EXERCISE MATERIALS:
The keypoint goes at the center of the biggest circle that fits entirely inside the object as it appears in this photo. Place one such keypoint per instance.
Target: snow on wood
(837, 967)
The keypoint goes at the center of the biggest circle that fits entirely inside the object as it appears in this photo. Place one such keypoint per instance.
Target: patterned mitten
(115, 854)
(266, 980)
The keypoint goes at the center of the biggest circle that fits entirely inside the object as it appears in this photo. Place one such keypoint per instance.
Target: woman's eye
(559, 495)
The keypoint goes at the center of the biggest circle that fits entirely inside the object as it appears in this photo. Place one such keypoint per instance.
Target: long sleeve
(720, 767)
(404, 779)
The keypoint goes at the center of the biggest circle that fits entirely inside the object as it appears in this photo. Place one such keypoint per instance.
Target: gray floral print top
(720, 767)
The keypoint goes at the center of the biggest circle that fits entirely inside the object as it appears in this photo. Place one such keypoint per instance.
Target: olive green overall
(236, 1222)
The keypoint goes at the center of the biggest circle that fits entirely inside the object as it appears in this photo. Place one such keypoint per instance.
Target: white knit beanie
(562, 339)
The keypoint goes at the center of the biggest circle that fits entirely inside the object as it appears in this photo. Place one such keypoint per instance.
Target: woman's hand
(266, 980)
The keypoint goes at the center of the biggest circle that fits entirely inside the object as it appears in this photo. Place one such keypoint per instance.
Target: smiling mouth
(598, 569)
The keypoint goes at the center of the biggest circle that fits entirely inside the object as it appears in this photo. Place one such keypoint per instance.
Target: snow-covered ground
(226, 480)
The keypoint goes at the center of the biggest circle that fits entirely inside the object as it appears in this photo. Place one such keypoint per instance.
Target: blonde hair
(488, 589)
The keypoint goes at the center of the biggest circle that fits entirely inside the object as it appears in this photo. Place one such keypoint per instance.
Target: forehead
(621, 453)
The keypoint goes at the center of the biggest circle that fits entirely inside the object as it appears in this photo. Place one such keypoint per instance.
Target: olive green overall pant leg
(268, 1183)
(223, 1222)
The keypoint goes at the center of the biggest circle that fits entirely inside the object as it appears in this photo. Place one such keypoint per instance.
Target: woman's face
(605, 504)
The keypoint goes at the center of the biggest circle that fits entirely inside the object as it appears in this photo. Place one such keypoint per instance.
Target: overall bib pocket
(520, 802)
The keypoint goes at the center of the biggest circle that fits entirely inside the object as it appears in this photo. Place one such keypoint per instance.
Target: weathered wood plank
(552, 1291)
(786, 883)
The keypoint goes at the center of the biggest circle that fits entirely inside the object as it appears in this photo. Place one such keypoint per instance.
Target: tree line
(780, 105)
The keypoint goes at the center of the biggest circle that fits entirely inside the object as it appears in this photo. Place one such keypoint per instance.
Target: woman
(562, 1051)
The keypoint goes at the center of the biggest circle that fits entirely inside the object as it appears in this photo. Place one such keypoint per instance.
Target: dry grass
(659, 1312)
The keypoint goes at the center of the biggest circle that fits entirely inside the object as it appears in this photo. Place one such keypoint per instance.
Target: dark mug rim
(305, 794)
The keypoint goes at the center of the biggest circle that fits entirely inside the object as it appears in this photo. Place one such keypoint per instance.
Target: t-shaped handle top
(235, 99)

THE REQUEST:
State how many lines in the rows above contain the string "green". Give only the number.

ANSWER TO THE PROBLEM:
2